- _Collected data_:
--- START ---

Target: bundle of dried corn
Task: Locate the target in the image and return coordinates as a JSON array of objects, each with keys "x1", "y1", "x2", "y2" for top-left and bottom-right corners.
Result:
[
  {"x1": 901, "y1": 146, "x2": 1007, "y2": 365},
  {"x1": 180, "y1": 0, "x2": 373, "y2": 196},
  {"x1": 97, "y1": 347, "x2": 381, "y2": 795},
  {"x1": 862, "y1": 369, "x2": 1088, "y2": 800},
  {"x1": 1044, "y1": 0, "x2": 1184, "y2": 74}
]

--- END ---

- _Assignment_: Whatever the number of entries above, each one is to be copied exactly.

- _Answer to this problem_:
Target: bundle of dried corn
Task: Locate the target in the image and return coordinates as a JSON array of objects, each with keys "x1", "y1", "x2", "y2" for top-left and bottom-right corners.
Result:
[
  {"x1": 901, "y1": 146, "x2": 1007, "y2": 365},
  {"x1": 180, "y1": 0, "x2": 373, "y2": 196},
  {"x1": 97, "y1": 347, "x2": 381, "y2": 795},
  {"x1": 862, "y1": 369, "x2": 1088, "y2": 800},
  {"x1": 1044, "y1": 0, "x2": 1184, "y2": 74}
]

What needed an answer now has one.